* [What is asked]: Write out all of the data below line for line, exactly as it appears, and leave the pictures out.

======== Exercise data ========

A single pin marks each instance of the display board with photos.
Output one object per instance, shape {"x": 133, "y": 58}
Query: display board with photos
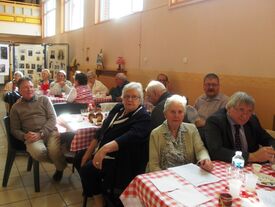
{"x": 30, "y": 59}
{"x": 4, "y": 59}
{"x": 57, "y": 57}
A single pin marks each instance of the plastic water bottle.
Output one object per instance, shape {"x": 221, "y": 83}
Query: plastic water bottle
{"x": 237, "y": 160}
{"x": 237, "y": 166}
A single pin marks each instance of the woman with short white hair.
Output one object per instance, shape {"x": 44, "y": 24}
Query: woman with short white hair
{"x": 174, "y": 142}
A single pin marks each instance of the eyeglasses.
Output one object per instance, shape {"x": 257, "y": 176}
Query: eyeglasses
{"x": 213, "y": 85}
{"x": 243, "y": 111}
{"x": 128, "y": 97}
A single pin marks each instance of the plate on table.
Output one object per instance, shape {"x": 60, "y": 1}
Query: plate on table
{"x": 266, "y": 180}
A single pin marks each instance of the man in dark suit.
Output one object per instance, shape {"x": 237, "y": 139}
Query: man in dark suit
{"x": 236, "y": 128}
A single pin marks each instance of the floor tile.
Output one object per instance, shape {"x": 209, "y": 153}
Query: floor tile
{"x": 11, "y": 196}
{"x": 51, "y": 200}
{"x": 72, "y": 197}
{"x": 25, "y": 203}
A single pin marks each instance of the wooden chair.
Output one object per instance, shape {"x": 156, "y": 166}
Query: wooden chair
{"x": 71, "y": 108}
{"x": 15, "y": 147}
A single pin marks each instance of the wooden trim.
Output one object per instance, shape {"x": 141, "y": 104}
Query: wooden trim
{"x": 108, "y": 72}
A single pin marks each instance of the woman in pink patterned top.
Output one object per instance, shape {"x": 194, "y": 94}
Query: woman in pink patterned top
{"x": 80, "y": 93}
{"x": 46, "y": 81}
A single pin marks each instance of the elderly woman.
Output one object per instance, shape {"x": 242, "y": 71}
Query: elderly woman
{"x": 12, "y": 85}
{"x": 61, "y": 85}
{"x": 119, "y": 152}
{"x": 80, "y": 93}
{"x": 174, "y": 142}
{"x": 96, "y": 86}
{"x": 46, "y": 81}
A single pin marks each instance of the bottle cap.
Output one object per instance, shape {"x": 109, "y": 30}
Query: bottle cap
{"x": 238, "y": 153}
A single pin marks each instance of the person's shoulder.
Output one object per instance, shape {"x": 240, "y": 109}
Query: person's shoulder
{"x": 223, "y": 96}
{"x": 218, "y": 115}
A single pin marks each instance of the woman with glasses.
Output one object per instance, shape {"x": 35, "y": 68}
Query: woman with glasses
{"x": 174, "y": 142}
{"x": 119, "y": 152}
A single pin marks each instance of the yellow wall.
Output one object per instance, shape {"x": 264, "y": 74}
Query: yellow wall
{"x": 230, "y": 37}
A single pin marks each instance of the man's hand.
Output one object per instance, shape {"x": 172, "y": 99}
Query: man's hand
{"x": 262, "y": 155}
{"x": 31, "y": 137}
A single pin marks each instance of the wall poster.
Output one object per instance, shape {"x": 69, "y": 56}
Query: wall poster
{"x": 29, "y": 59}
{"x": 4, "y": 59}
{"x": 57, "y": 57}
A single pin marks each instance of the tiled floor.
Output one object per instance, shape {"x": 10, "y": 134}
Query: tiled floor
{"x": 20, "y": 189}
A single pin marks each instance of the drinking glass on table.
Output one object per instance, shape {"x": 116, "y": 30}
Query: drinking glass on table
{"x": 84, "y": 112}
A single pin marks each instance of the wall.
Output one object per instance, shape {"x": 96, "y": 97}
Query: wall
{"x": 233, "y": 38}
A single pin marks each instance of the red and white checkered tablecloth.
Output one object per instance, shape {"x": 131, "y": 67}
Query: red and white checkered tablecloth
{"x": 84, "y": 131}
{"x": 83, "y": 138}
{"x": 103, "y": 99}
{"x": 142, "y": 192}
{"x": 57, "y": 99}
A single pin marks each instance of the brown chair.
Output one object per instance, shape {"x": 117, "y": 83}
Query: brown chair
{"x": 15, "y": 147}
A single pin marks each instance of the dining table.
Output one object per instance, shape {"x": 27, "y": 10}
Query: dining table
{"x": 84, "y": 131}
{"x": 142, "y": 192}
{"x": 97, "y": 100}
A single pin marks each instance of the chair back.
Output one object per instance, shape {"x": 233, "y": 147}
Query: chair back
{"x": 69, "y": 108}
{"x": 13, "y": 143}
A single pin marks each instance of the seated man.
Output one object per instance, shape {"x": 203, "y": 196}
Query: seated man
{"x": 163, "y": 79}
{"x": 33, "y": 121}
{"x": 96, "y": 86}
{"x": 60, "y": 85}
{"x": 236, "y": 128}
{"x": 211, "y": 101}
{"x": 121, "y": 81}
{"x": 157, "y": 94}
{"x": 11, "y": 93}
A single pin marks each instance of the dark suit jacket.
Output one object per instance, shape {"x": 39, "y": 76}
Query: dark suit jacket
{"x": 132, "y": 137}
{"x": 157, "y": 116}
{"x": 219, "y": 138}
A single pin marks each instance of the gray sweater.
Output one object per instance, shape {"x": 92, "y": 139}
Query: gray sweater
{"x": 37, "y": 115}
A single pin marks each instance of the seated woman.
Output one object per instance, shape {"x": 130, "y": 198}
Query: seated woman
{"x": 119, "y": 152}
{"x": 44, "y": 84}
{"x": 96, "y": 86}
{"x": 61, "y": 85}
{"x": 80, "y": 93}
{"x": 174, "y": 142}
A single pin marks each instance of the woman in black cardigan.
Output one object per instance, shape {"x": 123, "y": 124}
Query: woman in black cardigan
{"x": 120, "y": 150}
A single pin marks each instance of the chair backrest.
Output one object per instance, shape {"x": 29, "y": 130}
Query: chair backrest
{"x": 69, "y": 108}
{"x": 13, "y": 143}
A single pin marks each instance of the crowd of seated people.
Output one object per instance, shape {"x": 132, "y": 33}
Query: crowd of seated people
{"x": 176, "y": 133}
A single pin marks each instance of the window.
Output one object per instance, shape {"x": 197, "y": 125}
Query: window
{"x": 176, "y": 3}
{"x": 74, "y": 12}
{"x": 109, "y": 9}
{"x": 49, "y": 11}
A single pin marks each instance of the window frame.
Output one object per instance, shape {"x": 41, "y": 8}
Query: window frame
{"x": 69, "y": 29}
{"x": 178, "y": 3}
{"x": 98, "y": 8}
{"x": 46, "y": 14}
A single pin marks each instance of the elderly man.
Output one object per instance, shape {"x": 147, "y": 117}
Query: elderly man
{"x": 212, "y": 100}
{"x": 33, "y": 121}
{"x": 95, "y": 85}
{"x": 163, "y": 79}
{"x": 121, "y": 81}
{"x": 236, "y": 128}
{"x": 157, "y": 94}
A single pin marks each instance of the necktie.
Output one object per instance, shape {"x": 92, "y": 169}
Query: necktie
{"x": 238, "y": 143}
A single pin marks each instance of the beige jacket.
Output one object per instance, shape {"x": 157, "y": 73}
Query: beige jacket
{"x": 195, "y": 147}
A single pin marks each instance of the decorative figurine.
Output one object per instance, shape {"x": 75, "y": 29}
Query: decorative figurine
{"x": 121, "y": 62}
{"x": 99, "y": 60}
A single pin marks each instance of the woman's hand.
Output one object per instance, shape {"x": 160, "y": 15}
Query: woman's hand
{"x": 98, "y": 158}
{"x": 206, "y": 165}
{"x": 85, "y": 158}
{"x": 101, "y": 153}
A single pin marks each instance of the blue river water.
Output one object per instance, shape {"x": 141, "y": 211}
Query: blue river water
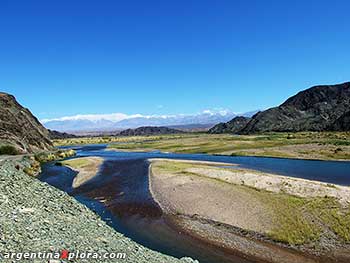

========

* [Solution to this task]:
A single pin marks each instance of the display board with photos.
Output one object per instance, shape {"x": 133, "y": 58}
Query: display board with photos
{"x": 30, "y": 59}
{"x": 4, "y": 59}
{"x": 57, "y": 57}
A single pin marks each instance of the plastic water bottle.
Output one object per instance, shape {"x": 221, "y": 83}
Query: plastic water bottle
{"x": 237, "y": 160}
{"x": 237, "y": 166}
A single pin marks each instance of the woman with short white hair.
Output one object per instance, shape {"x": 44, "y": 24}
Query: woman with short white hair
{"x": 174, "y": 142}
A single pin marks each instance of the eyeglasses.
Output one object per instance, shape {"x": 257, "y": 176}
Query: eyeglasses
{"x": 213, "y": 85}
{"x": 243, "y": 111}
{"x": 128, "y": 97}
A single pin marks each instance of the plate on table.
Output one object per instance, shape {"x": 60, "y": 1}
Query: plate on table
{"x": 266, "y": 180}
A single pin marks each instance of the man in dark suit.
Output one object per instance, shape {"x": 237, "y": 139}
Query: man in dark suit
{"x": 236, "y": 128}
A single pin marks each instance of the floor tile.
Output one object per instance, shape {"x": 209, "y": 153}
Query: floor tile
{"x": 11, "y": 196}
{"x": 51, "y": 200}
{"x": 72, "y": 197}
{"x": 25, "y": 203}
A single pin marks each instance of the wooden chair.
Output one object per instance, shape {"x": 156, "y": 166}
Query: wooden chair
{"x": 71, "y": 108}
{"x": 15, "y": 147}
A single pin marks each instance of the wooden trim.
Output one object per instance, shape {"x": 141, "y": 104}
Query: wooden trim
{"x": 108, "y": 72}
A single pin marks each instance of the woman in pink patterned top.
Output one object per instance, shape {"x": 194, "y": 94}
Query: woman in pink patterned top
{"x": 80, "y": 93}
{"x": 46, "y": 81}
A single pin marks each instance of the elderly woman.
Output one object per instance, shape {"x": 242, "y": 71}
Query: elderly woman
{"x": 12, "y": 85}
{"x": 61, "y": 85}
{"x": 119, "y": 152}
{"x": 80, "y": 93}
{"x": 174, "y": 142}
{"x": 96, "y": 86}
{"x": 46, "y": 81}
A single pin marks each instance of the bottle cap.
Output one object per instance, shape {"x": 109, "y": 30}
Query: bottle cap
{"x": 238, "y": 153}
A single pin marks each instance of the person's shoulder.
Output one object per instance, shape {"x": 240, "y": 109}
Query: person's shoulder
{"x": 223, "y": 96}
{"x": 218, "y": 115}
A single pin marks each instance of the woman with glasses.
Output one object per instance, shape {"x": 35, "y": 68}
Query: woman with glasses
{"x": 174, "y": 142}
{"x": 119, "y": 152}
A single pin marks each instance of the yellow wall.
Output one object per instance, shape {"x": 264, "y": 74}
Query: yellow wall
{"x": 230, "y": 37}
A single pin marks each instance of the man's hand.
Output one object per instance, shape {"x": 172, "y": 99}
Query: man's hand
{"x": 262, "y": 155}
{"x": 31, "y": 137}
A single pin marks each instance of the wall poster.
Output one object per instance, shape {"x": 69, "y": 56}
Query: wall poster
{"x": 29, "y": 59}
{"x": 4, "y": 59}
{"x": 57, "y": 57}
A single pin marks each instance of the tiled floor.
Output one object per instance, shape {"x": 10, "y": 134}
Query: tiled floor
{"x": 20, "y": 189}
A single pin marks each instance of the drinking glass on table.
Output one object per instance, shape {"x": 116, "y": 30}
Query: drinking glass on table
{"x": 84, "y": 112}
A single pin marks each instance of the wall.
Output one object per instance, shape {"x": 96, "y": 97}
Query: wall
{"x": 233, "y": 38}
A single pin marks each instance of the red and white checkered tablecloth.
Output one object per instance, shape {"x": 131, "y": 67}
Query: red and white checkered tablecloth
{"x": 84, "y": 131}
{"x": 83, "y": 138}
{"x": 103, "y": 99}
{"x": 142, "y": 192}
{"x": 57, "y": 99}
A single pin marks each instance of the brown chair.
Output one object per instance, shape {"x": 117, "y": 83}
Query: brown chair
{"x": 15, "y": 147}
A single pin marks each instance of the dining table.
Output one object per instance, shape {"x": 27, "y": 10}
Query: dining table
{"x": 84, "y": 131}
{"x": 142, "y": 192}
{"x": 97, "y": 100}
A single pin marks each instance of the chair back.
Output one object per instance, shape {"x": 233, "y": 147}
Query: chair back
{"x": 69, "y": 108}
{"x": 13, "y": 143}
A single pin marks each instance of the seated man.
Output one object per instance, shape {"x": 203, "y": 196}
Query: seated man
{"x": 163, "y": 79}
{"x": 33, "y": 121}
{"x": 96, "y": 86}
{"x": 60, "y": 85}
{"x": 236, "y": 128}
{"x": 211, "y": 101}
{"x": 121, "y": 81}
{"x": 157, "y": 94}
{"x": 11, "y": 93}
A single pin marks each instance of the dark suit jacket.
Output one object per instance, shape {"x": 39, "y": 76}
Query: dark suit jacket
{"x": 132, "y": 137}
{"x": 157, "y": 116}
{"x": 219, "y": 138}
A single pin marks each instance of the gray sweater.
Output one object per instance, shape {"x": 92, "y": 139}
Query: gray sweater
{"x": 37, "y": 115}
A single pin marks each instance of the seated woman.
Output one object per instance, shape {"x": 130, "y": 198}
Query: seated woman
{"x": 119, "y": 152}
{"x": 44, "y": 84}
{"x": 96, "y": 86}
{"x": 61, "y": 85}
{"x": 80, "y": 93}
{"x": 174, "y": 142}
A single pin marks each instance of the woman in black cardigan.
Output one object per instance, shape {"x": 123, "y": 124}
Query: woman in black cardigan
{"x": 120, "y": 150}
A single pin marks each instance of the chair backrest.
Output one object per instance, shape {"x": 29, "y": 130}
Query: chair backrest
{"x": 69, "y": 108}
{"x": 13, "y": 143}
A single pin marks each instance of the crowd of seated people.
Output one object per instance, shape {"x": 132, "y": 33}
Query: crowd of seated people
{"x": 176, "y": 133}
A single pin marks each instance of the window.
Output one object per instance, shape {"x": 197, "y": 125}
Query: window
{"x": 176, "y": 3}
{"x": 74, "y": 12}
{"x": 109, "y": 9}
{"x": 49, "y": 11}
A single pin marks each instance of the window frame.
Output one object per instance, shape {"x": 41, "y": 8}
Query: window frame
{"x": 69, "y": 29}
{"x": 178, "y": 3}
{"x": 98, "y": 8}
{"x": 46, "y": 14}
A single pin marks each instance of the elderly man.
Output one object per instance, shape {"x": 147, "y": 117}
Query: elderly man
{"x": 212, "y": 100}
{"x": 33, "y": 121}
{"x": 95, "y": 85}
{"x": 163, "y": 79}
{"x": 121, "y": 81}
{"x": 236, "y": 128}
{"x": 157, "y": 94}
A single pin marks each instance of the necktie.
Output one object per instance, shape {"x": 92, "y": 169}
Query: necktie
{"x": 238, "y": 143}
A single pin marks each instance of the beige jacket.
Output one object per instance, shape {"x": 157, "y": 73}
Query: beige jacket
{"x": 195, "y": 147}
A single pin marks each instance of the decorative figurine.
Output one object per instance, shape {"x": 75, "y": 29}
Query: decorative figurine
{"x": 121, "y": 62}
{"x": 99, "y": 60}
A single pin marks each instance of the woman's hand.
Output one object per instance, shape {"x": 160, "y": 15}
Query: woman's hand
{"x": 98, "y": 158}
{"x": 206, "y": 165}
{"x": 85, "y": 158}
{"x": 101, "y": 153}
A single pin marks each instance of the blue river water.
Output one object per instance, shape {"x": 141, "y": 211}
Query: blue river water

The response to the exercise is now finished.